Region annotation items
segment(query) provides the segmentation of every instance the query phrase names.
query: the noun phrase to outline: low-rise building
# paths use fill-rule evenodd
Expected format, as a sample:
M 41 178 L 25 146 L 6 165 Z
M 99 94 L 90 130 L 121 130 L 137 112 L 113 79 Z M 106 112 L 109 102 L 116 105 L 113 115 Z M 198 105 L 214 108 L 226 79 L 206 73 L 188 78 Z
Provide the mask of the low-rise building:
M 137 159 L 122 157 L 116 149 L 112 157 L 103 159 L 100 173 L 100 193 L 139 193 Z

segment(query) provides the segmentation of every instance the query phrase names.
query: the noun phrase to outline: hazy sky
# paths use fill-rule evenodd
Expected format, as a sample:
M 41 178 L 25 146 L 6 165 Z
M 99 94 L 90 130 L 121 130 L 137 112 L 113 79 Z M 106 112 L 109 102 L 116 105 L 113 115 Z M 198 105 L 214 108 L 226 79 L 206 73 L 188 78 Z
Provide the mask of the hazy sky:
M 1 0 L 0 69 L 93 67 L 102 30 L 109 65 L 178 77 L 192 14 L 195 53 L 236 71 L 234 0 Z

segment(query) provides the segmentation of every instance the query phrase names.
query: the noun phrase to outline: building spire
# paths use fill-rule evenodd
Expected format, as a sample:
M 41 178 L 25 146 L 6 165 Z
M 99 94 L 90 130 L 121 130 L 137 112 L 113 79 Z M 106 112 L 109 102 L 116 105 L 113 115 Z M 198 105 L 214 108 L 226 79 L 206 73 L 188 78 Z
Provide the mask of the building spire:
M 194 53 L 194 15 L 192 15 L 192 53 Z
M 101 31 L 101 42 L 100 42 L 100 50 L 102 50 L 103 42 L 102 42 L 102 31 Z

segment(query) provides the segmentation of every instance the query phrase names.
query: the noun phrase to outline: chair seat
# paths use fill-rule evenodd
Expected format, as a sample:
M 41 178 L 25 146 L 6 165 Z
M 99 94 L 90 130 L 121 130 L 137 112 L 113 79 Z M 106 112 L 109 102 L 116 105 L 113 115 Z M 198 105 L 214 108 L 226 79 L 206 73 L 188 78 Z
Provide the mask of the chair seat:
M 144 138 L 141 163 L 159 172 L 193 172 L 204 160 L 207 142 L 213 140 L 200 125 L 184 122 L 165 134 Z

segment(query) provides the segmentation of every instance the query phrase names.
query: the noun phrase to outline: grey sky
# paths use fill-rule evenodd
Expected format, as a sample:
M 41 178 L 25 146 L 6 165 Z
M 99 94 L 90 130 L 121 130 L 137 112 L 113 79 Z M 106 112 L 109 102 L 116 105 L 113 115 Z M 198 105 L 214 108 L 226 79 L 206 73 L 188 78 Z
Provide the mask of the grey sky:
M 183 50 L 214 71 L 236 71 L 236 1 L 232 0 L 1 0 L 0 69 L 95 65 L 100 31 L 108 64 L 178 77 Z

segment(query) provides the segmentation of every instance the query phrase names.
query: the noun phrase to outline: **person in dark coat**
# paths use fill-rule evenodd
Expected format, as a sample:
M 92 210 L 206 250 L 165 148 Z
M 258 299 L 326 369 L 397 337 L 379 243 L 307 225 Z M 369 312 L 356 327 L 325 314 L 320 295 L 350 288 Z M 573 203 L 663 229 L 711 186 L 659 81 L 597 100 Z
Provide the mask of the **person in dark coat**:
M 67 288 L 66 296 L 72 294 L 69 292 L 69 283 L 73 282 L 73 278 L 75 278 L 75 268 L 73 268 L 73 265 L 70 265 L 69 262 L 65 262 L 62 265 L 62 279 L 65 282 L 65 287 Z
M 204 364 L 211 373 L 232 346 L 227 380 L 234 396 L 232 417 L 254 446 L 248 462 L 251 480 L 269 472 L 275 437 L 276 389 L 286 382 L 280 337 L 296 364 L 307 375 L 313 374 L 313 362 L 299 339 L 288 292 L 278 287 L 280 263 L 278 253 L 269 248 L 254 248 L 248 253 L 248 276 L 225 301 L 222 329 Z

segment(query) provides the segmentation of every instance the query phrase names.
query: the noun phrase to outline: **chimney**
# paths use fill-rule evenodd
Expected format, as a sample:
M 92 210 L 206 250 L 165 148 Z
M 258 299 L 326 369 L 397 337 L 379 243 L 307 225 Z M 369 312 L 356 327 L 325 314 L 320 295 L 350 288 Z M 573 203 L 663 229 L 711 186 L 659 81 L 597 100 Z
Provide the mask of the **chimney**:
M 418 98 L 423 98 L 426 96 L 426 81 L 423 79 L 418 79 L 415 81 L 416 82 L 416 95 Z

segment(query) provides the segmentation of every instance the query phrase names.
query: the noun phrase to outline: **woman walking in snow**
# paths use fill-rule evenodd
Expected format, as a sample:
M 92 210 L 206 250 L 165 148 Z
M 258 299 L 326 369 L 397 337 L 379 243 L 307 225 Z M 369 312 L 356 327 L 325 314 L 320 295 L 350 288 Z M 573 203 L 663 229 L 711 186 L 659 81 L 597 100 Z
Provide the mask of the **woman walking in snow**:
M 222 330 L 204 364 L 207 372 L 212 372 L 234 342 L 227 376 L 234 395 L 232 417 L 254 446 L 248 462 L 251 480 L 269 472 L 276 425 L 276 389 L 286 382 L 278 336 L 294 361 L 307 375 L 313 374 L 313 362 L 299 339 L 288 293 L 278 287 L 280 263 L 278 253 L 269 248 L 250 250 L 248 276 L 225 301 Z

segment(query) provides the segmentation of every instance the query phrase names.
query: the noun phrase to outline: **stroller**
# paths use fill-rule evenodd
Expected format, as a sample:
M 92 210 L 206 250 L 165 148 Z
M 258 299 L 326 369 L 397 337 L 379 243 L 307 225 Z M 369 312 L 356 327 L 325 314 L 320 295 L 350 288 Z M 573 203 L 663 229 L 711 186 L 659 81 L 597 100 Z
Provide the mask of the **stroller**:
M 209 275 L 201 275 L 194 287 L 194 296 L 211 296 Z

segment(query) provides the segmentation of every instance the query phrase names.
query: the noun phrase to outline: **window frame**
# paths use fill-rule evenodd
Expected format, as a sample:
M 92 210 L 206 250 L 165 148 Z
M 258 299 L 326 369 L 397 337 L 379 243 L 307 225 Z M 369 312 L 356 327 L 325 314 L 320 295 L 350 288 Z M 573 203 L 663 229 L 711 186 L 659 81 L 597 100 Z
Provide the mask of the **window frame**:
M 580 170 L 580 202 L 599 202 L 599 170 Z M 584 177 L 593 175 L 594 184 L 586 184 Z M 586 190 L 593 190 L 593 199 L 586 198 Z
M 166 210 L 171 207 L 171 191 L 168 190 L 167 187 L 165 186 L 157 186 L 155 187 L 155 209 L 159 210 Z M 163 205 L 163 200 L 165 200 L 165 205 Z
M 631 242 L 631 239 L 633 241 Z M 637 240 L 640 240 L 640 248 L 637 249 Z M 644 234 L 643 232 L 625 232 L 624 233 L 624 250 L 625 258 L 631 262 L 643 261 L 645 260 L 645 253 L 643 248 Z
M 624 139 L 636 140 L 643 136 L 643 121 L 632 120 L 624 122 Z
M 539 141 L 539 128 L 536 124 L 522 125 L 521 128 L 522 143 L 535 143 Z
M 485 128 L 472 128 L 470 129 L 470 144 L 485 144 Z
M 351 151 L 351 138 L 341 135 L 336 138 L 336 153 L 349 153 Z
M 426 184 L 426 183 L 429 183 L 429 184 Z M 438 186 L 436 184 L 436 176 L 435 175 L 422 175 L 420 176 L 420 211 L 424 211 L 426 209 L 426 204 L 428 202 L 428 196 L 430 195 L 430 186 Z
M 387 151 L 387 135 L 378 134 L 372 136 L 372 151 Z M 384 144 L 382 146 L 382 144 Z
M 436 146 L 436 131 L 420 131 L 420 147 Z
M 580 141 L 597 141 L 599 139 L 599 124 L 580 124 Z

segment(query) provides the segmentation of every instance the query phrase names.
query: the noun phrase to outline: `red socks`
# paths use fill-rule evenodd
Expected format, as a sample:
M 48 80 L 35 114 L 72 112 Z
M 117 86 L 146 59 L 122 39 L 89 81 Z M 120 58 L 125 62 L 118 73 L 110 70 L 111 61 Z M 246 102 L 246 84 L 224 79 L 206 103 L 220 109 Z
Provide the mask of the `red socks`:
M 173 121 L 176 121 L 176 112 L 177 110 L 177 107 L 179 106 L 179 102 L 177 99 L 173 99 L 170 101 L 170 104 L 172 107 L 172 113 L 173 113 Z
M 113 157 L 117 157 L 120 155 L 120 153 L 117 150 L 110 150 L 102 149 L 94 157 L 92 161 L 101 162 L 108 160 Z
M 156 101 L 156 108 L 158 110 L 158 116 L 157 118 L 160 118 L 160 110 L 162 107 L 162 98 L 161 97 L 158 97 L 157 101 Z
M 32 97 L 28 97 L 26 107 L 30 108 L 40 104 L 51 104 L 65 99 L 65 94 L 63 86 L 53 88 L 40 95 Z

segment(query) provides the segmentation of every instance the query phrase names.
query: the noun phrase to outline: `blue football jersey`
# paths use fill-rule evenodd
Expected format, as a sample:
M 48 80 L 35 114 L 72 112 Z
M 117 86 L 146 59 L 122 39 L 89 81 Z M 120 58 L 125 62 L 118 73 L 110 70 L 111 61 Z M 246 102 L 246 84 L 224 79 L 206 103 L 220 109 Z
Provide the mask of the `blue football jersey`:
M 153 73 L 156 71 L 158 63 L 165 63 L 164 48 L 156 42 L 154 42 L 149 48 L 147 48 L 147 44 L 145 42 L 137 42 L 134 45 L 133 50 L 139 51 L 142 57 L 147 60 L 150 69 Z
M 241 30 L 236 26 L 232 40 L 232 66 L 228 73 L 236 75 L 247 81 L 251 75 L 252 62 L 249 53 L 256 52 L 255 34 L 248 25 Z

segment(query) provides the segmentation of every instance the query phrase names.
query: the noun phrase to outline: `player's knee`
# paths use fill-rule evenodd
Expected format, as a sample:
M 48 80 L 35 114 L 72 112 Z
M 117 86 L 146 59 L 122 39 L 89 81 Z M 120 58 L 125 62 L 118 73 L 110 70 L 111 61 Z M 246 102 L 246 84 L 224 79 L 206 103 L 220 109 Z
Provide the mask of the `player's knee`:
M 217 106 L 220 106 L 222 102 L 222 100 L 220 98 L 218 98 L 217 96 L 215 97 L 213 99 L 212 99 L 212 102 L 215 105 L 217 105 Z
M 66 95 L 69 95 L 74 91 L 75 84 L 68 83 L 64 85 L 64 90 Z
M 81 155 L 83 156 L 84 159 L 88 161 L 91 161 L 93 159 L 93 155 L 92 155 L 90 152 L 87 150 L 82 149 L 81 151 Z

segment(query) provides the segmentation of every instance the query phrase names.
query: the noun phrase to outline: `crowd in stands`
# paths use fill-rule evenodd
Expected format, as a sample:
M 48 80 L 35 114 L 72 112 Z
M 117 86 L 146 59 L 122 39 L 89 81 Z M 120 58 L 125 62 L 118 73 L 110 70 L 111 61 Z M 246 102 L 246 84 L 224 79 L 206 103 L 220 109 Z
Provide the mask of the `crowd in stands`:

▸ **Given request**: Please rewrite the lines from the very first one through the line that contains "M 1 0 L 0 69", changing "hazy sky" to "overcast sky" and keeping everything else the same.

▸ **Answer to this task**:
segment(query) provides the segmentation of every instance the query phrase names.
query: the noun phrase to outline: low-rise building
# paths use fill-rule evenodd
Expected format, as a sample:
M 41 178 L 25 146 L 6 165 Z
M 99 94 L 90 130 L 121 130 L 137 112 L 113 79 Z M 106 112 L 109 102 L 116 105 L 113 115 Z M 198 105 L 214 108 L 226 79 L 206 73 L 188 78 Z
Provide the mask of the low-rise building:
M 137 159 L 122 157 L 116 149 L 112 157 L 103 159 L 100 173 L 100 193 L 139 193 Z

segment(query) provides the segmentation of every instance the query phrase names.
query: the noun phrase to outline: overcast sky
# paths use fill-rule evenodd
Expected format, as a sample:
M 41 178 L 25 146 L 6 165 Z
M 99 94 L 90 130 L 121 130 L 137 112 L 113 79 Z M 106 112 L 109 102 L 116 105 L 113 115 Z M 198 105 L 214 108 L 226 79 L 206 73 L 188 78 Z
Provide the mask of the overcast sky:
M 1 0 L 0 69 L 93 67 L 102 30 L 109 65 L 178 77 L 192 14 L 195 53 L 236 71 L 234 0 Z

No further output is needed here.